Travail demandé: Restituez les lignes ci-dessous sous forme de tableau Markdown à deux colonnes, « Numéro » pour le rang de chaque ligne et « Contenu » pour son texte, sans les lignes vides. Les images ne doivent pas figurer dans le tableau.

= = =

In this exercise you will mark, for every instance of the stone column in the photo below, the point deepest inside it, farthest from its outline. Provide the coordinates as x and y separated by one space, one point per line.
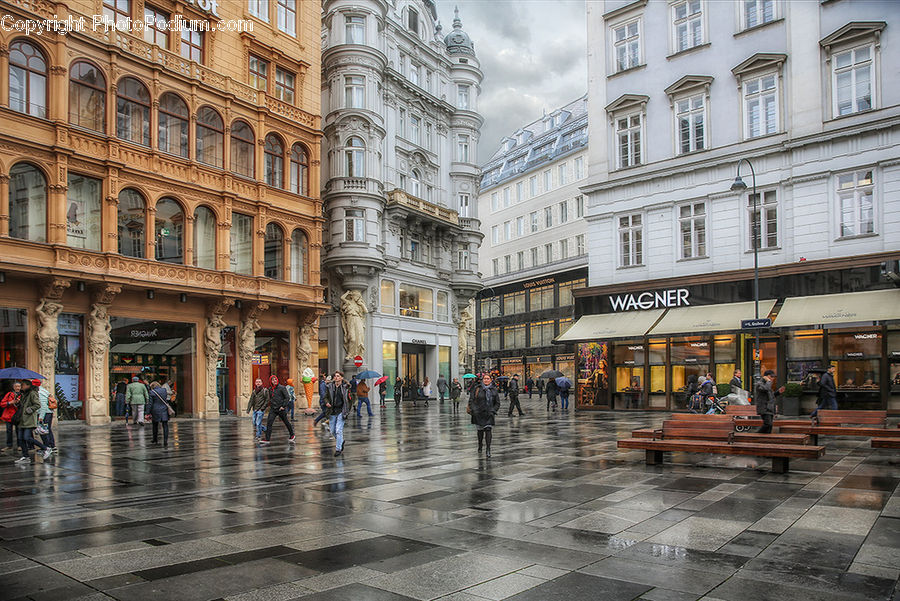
246 348
98 340
213 347
47 334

= = =

Corrigé de l'exercice:
| Numéro | Contenu |
|---|---|
| 1 | In this exercise you will mark, for every instance of the stone column in the photo below, the point deepest inside it, farthest from its outline. Provide the coordinates as x and y separated by one space, one point per line. |
| 2 | 246 348 |
| 3 | 98 340 |
| 4 | 213 347 |
| 5 | 47 334 |